## Document source:
De multiples raisons poussent les agriculteurs à réimplanter des haies sur leur parcellaire :

> Certains souhaitent ériger une haie brise-vent, pour protéger les animaux et/ou les cultures.

> D’autres y voient un intérêt agronomique pour les prairies alentours, les haies restituant azote et matière organique à l’herbe. Cette dernière peut moins pousser aux abords directs de la haie mais se rattraper et pousser de manière plus importante sur la vingtaine de mètres autour.

> Les haies peuvent également servir de fourrage aux animaux, en période de sécheresse comme cet été mais aussi le reste du temps.

> En multipliant les strates végétales, elles augmentent la diversité des habitats, et donc la diversité des espèces et des fonctions écologiques. Or les systèmes agricoles, comme les écosystèmes naturels, sont dépendants d’une biodiversité minimale afin d’optimiser la production et d’assurer leur pérennité face aux perturbations (maladies, espèces invasives, stress physiologiques…). Ce constat est d’autant plus valable dans un contexte de changement climatique avéré, où les extrêmes s’accentuent.

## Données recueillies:

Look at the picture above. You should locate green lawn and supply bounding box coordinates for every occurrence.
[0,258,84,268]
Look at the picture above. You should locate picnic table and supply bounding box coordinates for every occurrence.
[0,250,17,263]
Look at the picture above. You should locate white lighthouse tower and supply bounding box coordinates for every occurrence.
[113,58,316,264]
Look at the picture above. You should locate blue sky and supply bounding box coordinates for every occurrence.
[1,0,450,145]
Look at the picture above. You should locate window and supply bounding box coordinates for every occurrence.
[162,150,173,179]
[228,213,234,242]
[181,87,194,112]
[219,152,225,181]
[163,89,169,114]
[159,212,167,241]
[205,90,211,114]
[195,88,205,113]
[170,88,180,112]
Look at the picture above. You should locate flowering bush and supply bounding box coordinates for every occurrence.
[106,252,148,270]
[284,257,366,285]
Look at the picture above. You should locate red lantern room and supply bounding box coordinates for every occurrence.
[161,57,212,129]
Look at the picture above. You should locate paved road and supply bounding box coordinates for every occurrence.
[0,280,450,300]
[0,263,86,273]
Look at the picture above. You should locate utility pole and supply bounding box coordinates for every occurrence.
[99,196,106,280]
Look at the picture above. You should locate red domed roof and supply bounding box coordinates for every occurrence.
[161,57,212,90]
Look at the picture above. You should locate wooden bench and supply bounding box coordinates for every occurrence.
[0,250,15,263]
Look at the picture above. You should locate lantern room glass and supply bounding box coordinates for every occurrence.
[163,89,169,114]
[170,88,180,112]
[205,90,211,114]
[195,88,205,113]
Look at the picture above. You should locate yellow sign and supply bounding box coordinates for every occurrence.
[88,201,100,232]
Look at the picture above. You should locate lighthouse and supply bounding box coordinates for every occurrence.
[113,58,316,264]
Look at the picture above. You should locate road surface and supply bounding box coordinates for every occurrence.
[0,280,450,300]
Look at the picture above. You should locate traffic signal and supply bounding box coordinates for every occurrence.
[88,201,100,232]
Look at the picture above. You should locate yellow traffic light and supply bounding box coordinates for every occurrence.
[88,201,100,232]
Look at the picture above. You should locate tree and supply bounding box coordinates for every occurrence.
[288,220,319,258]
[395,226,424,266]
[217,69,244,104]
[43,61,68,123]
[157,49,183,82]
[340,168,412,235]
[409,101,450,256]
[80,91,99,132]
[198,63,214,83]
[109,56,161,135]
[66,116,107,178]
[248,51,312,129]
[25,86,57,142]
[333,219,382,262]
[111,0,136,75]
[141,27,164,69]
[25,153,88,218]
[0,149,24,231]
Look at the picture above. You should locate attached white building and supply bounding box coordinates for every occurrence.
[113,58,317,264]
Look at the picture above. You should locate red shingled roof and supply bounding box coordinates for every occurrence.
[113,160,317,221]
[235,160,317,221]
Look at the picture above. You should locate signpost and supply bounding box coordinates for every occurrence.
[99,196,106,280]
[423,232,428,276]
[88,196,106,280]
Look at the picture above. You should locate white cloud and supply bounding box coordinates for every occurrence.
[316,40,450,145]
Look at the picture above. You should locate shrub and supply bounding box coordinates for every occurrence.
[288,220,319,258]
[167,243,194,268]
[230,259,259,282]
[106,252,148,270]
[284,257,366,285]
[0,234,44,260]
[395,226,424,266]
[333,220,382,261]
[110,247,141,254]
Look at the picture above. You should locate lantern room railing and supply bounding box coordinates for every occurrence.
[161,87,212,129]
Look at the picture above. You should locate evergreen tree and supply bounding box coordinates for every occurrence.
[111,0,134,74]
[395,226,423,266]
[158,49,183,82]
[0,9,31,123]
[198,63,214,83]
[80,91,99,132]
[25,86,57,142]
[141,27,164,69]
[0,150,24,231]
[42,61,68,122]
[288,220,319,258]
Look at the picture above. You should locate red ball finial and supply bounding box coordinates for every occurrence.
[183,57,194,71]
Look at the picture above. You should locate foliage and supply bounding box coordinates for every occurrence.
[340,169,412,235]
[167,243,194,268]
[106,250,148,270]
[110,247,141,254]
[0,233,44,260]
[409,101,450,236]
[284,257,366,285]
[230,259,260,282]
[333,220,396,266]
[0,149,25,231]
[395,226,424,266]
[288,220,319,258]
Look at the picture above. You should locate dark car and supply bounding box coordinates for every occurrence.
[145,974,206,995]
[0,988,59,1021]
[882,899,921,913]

==

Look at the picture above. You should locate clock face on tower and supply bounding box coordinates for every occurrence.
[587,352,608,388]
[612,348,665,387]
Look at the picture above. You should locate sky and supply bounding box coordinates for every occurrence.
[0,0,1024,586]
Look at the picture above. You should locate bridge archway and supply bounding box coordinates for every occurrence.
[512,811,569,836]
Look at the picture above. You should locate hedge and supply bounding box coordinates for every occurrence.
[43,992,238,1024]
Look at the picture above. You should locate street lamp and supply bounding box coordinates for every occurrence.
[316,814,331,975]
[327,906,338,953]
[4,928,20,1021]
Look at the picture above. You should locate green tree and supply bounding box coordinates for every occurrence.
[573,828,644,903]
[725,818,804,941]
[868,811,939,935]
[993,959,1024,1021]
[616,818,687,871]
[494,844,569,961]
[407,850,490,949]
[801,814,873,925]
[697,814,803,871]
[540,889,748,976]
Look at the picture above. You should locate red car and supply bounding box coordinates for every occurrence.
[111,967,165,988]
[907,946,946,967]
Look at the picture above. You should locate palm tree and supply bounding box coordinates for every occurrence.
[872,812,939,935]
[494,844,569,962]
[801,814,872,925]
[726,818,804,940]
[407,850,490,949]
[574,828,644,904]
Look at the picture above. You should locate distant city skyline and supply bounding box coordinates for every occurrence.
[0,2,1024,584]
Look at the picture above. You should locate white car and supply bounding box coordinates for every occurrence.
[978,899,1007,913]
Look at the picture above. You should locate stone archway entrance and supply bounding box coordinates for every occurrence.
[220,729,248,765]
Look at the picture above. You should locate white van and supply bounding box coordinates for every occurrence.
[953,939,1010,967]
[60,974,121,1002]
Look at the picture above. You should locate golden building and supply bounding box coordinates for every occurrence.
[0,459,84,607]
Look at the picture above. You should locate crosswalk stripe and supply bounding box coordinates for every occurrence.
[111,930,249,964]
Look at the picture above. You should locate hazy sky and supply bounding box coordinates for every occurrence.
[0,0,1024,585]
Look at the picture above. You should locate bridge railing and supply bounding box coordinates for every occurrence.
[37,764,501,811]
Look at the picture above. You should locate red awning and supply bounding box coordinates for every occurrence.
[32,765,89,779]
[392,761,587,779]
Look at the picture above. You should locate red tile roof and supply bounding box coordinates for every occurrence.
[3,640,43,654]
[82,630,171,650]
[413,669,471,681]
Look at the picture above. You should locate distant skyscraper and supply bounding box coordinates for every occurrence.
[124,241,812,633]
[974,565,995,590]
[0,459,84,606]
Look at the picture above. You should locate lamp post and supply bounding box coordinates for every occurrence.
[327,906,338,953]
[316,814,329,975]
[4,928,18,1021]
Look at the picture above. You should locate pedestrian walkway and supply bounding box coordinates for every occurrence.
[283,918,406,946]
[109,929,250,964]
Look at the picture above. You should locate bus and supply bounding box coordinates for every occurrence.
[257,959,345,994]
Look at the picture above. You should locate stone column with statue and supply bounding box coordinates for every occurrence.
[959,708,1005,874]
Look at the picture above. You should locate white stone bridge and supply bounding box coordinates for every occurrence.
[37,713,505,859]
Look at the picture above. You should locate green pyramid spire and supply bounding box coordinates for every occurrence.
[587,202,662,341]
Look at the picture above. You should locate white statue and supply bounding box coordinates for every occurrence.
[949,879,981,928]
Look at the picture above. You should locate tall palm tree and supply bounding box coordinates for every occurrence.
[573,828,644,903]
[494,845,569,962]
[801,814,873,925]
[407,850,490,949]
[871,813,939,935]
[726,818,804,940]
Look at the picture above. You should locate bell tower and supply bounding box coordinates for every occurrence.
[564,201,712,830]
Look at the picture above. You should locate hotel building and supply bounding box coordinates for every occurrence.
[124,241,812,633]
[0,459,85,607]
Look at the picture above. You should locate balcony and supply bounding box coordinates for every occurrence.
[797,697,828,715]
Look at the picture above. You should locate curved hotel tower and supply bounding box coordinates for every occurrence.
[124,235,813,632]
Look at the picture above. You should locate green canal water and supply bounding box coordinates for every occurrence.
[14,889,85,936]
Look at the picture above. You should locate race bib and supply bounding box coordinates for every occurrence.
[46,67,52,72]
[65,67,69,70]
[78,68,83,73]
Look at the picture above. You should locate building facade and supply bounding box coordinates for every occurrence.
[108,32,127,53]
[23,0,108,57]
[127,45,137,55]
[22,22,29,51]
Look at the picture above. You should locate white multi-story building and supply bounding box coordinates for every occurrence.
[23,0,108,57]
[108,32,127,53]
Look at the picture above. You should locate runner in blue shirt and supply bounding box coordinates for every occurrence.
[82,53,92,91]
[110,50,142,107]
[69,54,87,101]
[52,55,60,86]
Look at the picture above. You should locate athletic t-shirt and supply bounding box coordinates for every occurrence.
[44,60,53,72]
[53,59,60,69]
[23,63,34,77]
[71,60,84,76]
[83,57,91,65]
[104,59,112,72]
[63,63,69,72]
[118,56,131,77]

## Consignes:
• a. D'après le texte sur les haies, sur quelle distance autour de la haie l'herbe peut-elle pousser de manière plus importante ?
• b. Recopiez mot pour mot, s'il vous plaît, le passage du texte sur les haies qui commence par « De multiples raisons » et se termine par « reste du temps. ».

## Réponses:
• a. Sur une vingtaine de mètres autour de la haie.

• b.
De multiples raisons poussent les agriculteurs à réimplanter des haies sur leur parcellaire :

> Certains souhaitent ériger une haie brise-vent, pour protéger les animaux et/ou les cultures.

> D’autres y voient un intérêt agronomique pour les prairies alentours, les haies restituant azote et matière organique à l’herbe. Cette dernière peut moins pousser aux abords directs de la haie mais se rattraper et pousser de manière plus importante sur la vingtaine de mètres autour.

> Les haies peuvent également servir de fourrage aux animaux, en période de sécheresse comme cet été mais aussi le reste du temps.